» **EXERCISE DESCRIPTION**:
Convert the lines below into a numbered list, skipping any blank lines and omitting the pictures.

» **RECORD EXTRACTS**:

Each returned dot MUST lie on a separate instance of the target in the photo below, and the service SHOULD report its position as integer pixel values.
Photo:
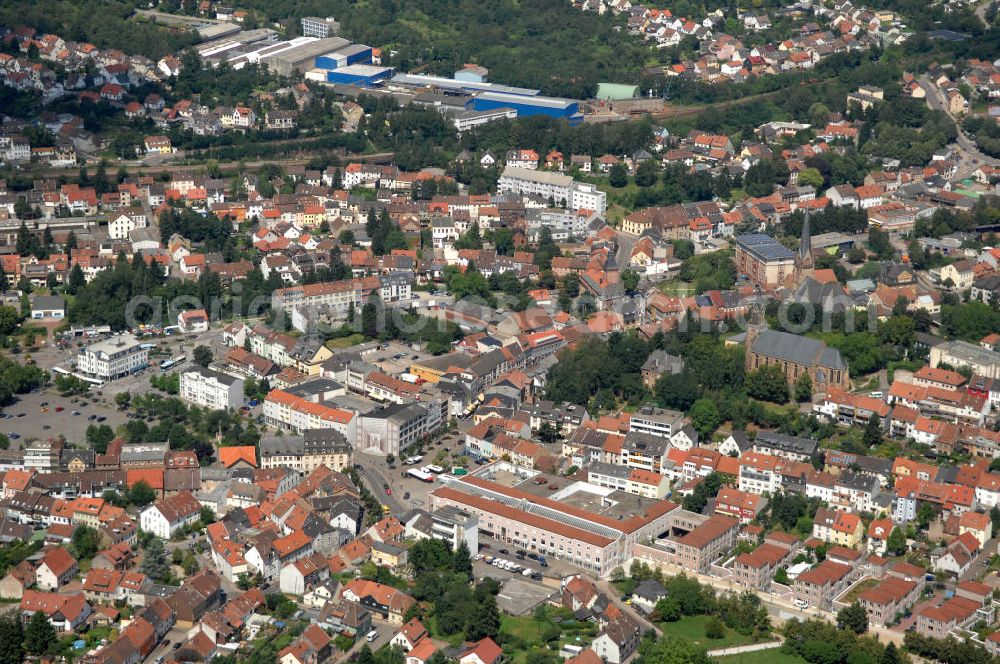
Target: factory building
(566, 109)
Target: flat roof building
(580, 523)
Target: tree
(11, 637)
(154, 560)
(895, 544)
(854, 618)
(879, 243)
(203, 356)
(39, 635)
(714, 628)
(77, 280)
(768, 383)
(678, 391)
(548, 432)
(484, 620)
(668, 609)
(9, 319)
(705, 416)
(803, 388)
(618, 175)
(647, 173)
(85, 542)
(873, 432)
(811, 177)
(141, 494)
(890, 655)
(99, 437)
(630, 280)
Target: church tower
(756, 322)
(803, 260)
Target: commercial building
(755, 569)
(355, 54)
(764, 260)
(451, 525)
(592, 527)
(983, 361)
(466, 120)
(211, 389)
(306, 453)
(660, 422)
(304, 407)
(707, 540)
(363, 76)
(553, 107)
(165, 517)
(556, 187)
(457, 85)
(397, 426)
(113, 358)
(333, 299)
(314, 26)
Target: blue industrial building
(356, 54)
(566, 109)
(365, 76)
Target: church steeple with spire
(804, 259)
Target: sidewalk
(742, 649)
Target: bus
(420, 474)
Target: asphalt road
(969, 154)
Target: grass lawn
(859, 588)
(692, 628)
(345, 342)
(770, 656)
(524, 627)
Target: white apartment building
(112, 358)
(306, 453)
(654, 421)
(124, 222)
(211, 389)
(165, 517)
(337, 296)
(288, 411)
(555, 186)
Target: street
(969, 155)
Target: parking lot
(29, 419)
(46, 414)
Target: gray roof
(785, 443)
(798, 349)
(765, 247)
(220, 377)
(610, 469)
(48, 302)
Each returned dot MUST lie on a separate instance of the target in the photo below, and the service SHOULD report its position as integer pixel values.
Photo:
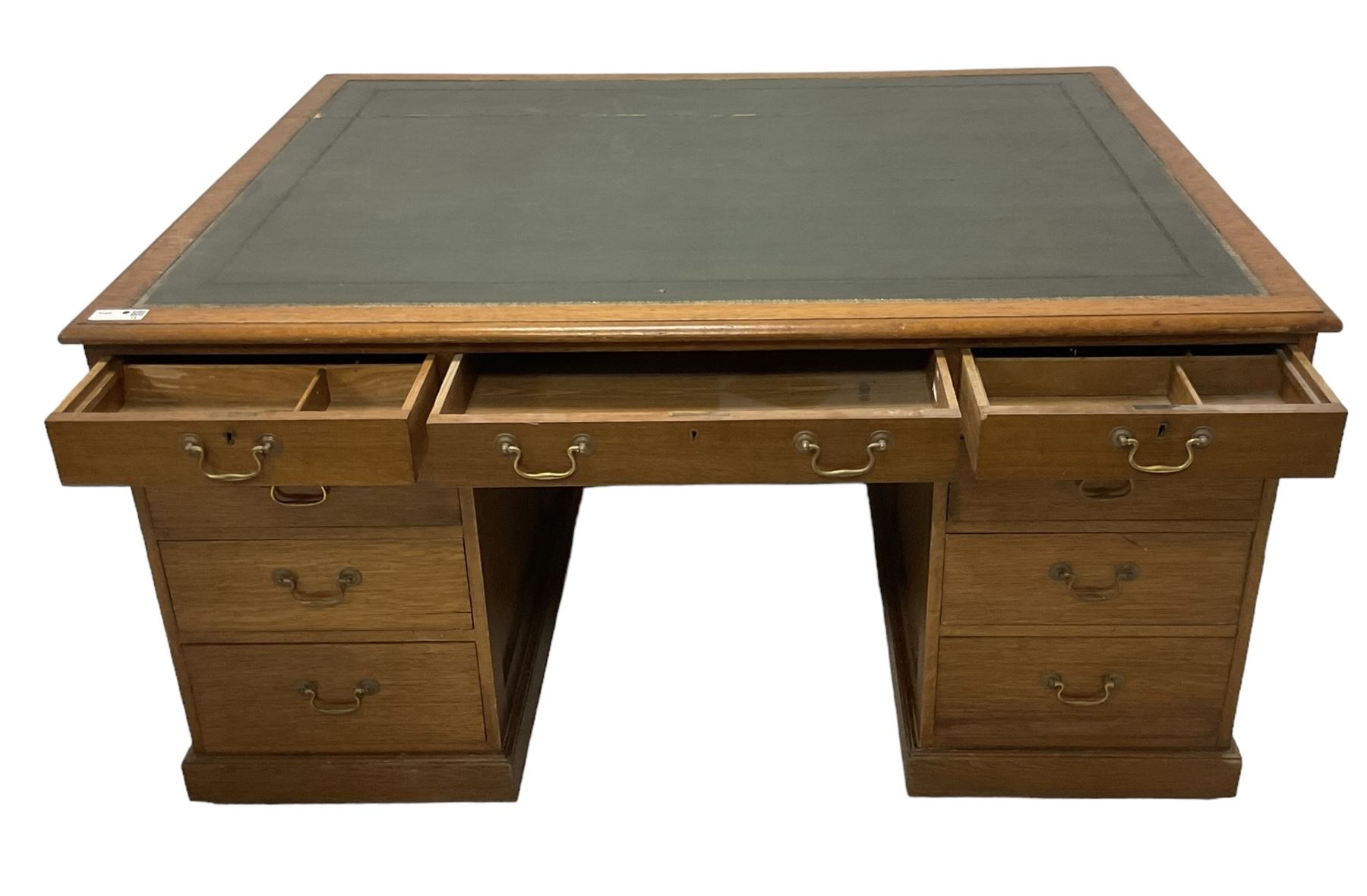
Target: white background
(718, 713)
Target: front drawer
(230, 425)
(1259, 415)
(1103, 693)
(695, 417)
(365, 699)
(266, 510)
(1135, 497)
(416, 581)
(1094, 579)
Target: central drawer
(1094, 579)
(413, 581)
(695, 417)
(336, 699)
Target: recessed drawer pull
(365, 687)
(1054, 680)
(285, 499)
(1122, 439)
(1105, 491)
(264, 446)
(581, 444)
(878, 443)
(349, 576)
(1064, 573)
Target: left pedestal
(358, 644)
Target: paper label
(119, 314)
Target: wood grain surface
(248, 697)
(417, 582)
(1004, 579)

» **COMPLETED TASK**:
1. Each returned dot MUST lie on a separate instance of the target in the photo below, and the service SHOULD report its position as integer pixel values.
2. Photo:
3. Target: factory building
4. (566, 109)
5. Target: flat roof building
6. (580, 523)
7. Target: tree
8. (11, 637)
9. (154, 560)
10. (895, 544)
11. (854, 618)
12. (879, 243)
13. (203, 356)
14. (39, 635)
15. (714, 628)
16. (77, 280)
17. (768, 383)
18. (678, 391)
19. (548, 432)
20. (484, 620)
21. (668, 609)
22. (9, 319)
23. (705, 416)
24. (803, 388)
25. (618, 175)
26. (647, 173)
27. (85, 542)
28. (873, 432)
29. (811, 177)
30. (141, 494)
31. (890, 655)
32. (99, 437)
33. (630, 280)
34. Target: church tower
35. (756, 322)
36. (803, 260)
37. Target: commercial building
38. (755, 569)
39. (355, 54)
40. (764, 260)
41. (451, 525)
42. (592, 527)
43. (983, 361)
44. (466, 120)
45. (211, 389)
46. (306, 453)
47. (660, 422)
48. (304, 407)
49. (707, 540)
50. (363, 76)
51. (553, 107)
52. (165, 517)
53. (556, 187)
54. (457, 85)
55. (397, 426)
56. (113, 358)
57. (333, 299)
58. (314, 26)
59. Target: blue industrial building
60. (356, 54)
61. (566, 109)
62. (365, 76)
63. Target: church steeple with spire
64. (804, 259)
65. Target: sidewalk
66. (742, 649)
67. Target: bus
68. (420, 474)
69. Target: asphalt road
70. (969, 154)
71. Target: grass lawn
72. (859, 588)
73. (692, 628)
74. (345, 342)
75. (770, 656)
76. (524, 627)
77. Target: white apartment building
78. (112, 358)
79. (306, 453)
80. (654, 421)
81. (124, 222)
82. (211, 389)
83. (165, 517)
84. (337, 296)
85. (288, 411)
86. (555, 186)
87. Target: street
88. (969, 155)
89. Target: parking lot
90. (29, 419)
91. (46, 414)
92. Target: gray roof
93. (785, 443)
94. (798, 349)
95. (765, 247)
96. (220, 377)
97. (610, 469)
98. (48, 302)
99. Each returned dot MUST lie on a separate instance of the target in the photo below, and the service SHOULD report its position as integer pixel values.
100. Photo:
101. Target: white background
102. (718, 713)
103. Target: front drawer
104. (230, 425)
105. (1259, 415)
106. (1103, 693)
107. (695, 417)
108. (365, 699)
109. (266, 510)
110. (1135, 497)
111. (416, 581)
112. (1094, 579)
113. Target: central drawer
114. (1094, 579)
115. (413, 581)
116. (695, 417)
117. (336, 699)
118. Target: recessed drawer pull
119. (365, 687)
120. (1054, 680)
121. (285, 499)
122. (1122, 439)
123. (1105, 491)
124. (264, 446)
125. (581, 444)
126. (878, 443)
127. (349, 576)
128. (1064, 573)
129. Target: left pedestal
130. (358, 644)
131. Target: paper label
132. (119, 314)
133. Target: wood grain surface
134. (248, 697)
135. (417, 582)
136. (1004, 579)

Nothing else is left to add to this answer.